What you have to do: Go line by line through the records below. Copy whichever lines contain the string "shadow".

Data section:
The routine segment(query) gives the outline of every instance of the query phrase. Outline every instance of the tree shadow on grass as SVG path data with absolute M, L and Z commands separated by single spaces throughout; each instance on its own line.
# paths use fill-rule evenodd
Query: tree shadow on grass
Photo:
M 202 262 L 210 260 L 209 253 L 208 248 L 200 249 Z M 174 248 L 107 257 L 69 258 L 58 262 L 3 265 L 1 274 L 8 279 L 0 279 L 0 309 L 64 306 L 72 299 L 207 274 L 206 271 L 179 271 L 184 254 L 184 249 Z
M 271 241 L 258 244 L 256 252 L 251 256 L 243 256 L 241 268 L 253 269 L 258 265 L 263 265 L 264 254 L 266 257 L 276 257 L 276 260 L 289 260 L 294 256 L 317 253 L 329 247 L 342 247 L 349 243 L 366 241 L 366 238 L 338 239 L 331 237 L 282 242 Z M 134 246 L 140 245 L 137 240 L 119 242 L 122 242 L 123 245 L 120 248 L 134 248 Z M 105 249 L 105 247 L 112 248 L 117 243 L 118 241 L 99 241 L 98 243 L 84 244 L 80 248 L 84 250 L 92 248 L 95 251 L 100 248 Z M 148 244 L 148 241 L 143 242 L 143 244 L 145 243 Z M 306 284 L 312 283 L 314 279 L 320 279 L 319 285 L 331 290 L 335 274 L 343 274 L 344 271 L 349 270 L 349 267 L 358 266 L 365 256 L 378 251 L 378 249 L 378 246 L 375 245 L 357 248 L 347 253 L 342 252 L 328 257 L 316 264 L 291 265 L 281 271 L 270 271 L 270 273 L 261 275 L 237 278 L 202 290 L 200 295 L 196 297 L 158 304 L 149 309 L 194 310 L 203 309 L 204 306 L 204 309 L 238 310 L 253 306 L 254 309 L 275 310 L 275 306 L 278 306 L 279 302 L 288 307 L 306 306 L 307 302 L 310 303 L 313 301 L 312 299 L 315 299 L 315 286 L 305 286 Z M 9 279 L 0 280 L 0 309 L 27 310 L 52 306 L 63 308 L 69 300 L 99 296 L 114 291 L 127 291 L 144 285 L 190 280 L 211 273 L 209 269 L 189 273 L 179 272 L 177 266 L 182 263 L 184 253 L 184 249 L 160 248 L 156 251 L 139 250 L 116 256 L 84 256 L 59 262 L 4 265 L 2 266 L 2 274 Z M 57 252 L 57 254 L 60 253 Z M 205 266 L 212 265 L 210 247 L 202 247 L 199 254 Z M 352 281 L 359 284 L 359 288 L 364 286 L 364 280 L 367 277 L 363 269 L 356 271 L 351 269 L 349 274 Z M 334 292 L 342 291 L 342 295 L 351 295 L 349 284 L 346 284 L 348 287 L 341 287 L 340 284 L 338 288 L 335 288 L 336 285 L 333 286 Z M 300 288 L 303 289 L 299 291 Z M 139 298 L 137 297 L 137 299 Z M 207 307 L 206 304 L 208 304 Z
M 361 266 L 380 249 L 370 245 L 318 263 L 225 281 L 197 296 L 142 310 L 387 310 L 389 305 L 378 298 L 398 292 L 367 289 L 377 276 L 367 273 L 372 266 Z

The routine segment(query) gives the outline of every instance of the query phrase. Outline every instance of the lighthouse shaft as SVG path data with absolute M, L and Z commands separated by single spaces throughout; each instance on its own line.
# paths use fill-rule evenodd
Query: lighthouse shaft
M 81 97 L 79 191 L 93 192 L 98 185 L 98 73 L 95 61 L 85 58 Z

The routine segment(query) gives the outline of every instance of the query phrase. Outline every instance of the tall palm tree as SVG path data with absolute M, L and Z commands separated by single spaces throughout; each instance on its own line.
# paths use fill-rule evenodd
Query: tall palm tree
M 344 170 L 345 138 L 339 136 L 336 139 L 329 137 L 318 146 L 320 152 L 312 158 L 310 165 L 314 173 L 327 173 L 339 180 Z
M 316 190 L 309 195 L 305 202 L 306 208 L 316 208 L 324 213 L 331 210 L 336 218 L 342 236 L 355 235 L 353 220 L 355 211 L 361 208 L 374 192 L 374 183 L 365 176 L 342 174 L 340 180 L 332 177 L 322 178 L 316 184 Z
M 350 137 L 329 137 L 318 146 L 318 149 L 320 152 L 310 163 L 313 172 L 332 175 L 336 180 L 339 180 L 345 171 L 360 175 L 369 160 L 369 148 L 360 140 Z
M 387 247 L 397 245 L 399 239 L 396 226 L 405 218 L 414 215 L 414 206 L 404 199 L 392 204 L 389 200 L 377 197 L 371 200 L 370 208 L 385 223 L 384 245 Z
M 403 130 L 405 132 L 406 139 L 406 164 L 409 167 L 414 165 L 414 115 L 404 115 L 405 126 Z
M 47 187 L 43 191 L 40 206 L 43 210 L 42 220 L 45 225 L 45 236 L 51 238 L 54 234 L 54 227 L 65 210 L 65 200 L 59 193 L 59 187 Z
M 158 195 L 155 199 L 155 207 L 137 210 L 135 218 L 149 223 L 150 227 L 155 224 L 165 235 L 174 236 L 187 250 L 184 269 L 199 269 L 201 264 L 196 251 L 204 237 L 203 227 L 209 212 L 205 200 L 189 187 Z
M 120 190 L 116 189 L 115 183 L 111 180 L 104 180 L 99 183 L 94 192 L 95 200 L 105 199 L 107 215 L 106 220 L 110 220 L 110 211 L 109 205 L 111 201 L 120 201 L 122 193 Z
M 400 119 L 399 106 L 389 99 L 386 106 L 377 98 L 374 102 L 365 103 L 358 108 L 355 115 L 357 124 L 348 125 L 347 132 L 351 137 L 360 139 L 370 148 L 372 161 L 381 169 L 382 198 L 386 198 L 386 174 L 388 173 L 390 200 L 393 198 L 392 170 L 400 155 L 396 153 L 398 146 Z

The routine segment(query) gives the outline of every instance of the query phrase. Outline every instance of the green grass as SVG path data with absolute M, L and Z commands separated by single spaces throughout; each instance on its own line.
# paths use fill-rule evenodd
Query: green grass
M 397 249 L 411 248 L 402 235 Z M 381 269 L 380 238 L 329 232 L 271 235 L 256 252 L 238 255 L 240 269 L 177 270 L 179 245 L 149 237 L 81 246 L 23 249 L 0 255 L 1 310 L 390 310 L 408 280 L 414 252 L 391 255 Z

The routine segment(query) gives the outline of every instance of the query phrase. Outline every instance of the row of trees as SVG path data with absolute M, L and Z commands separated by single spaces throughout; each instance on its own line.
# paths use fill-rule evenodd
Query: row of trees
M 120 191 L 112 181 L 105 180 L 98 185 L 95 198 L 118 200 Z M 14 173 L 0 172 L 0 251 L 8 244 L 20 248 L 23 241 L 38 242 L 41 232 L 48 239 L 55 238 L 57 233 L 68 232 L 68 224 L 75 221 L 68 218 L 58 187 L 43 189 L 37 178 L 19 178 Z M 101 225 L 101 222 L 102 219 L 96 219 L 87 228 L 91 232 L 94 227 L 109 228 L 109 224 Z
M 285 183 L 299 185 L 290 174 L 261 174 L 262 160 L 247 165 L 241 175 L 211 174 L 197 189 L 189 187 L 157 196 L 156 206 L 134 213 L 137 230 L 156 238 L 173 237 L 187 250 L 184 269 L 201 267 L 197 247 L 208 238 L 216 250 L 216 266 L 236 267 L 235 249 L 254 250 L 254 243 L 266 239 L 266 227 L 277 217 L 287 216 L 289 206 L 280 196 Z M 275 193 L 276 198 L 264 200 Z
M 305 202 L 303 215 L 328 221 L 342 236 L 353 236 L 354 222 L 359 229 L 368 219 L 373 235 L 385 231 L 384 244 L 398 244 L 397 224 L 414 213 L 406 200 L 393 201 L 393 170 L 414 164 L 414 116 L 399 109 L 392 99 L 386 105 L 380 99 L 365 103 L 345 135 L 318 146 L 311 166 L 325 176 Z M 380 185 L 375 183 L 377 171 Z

Exercise result:
The routine segment(query) gives the outline of every instance of the query phrase. Outline every instance of the tree shadow on grass as SVG path data with absolute M, L and Z commands separated by single spaces throughout; each instance on its own line.
Query: tree shadow on grass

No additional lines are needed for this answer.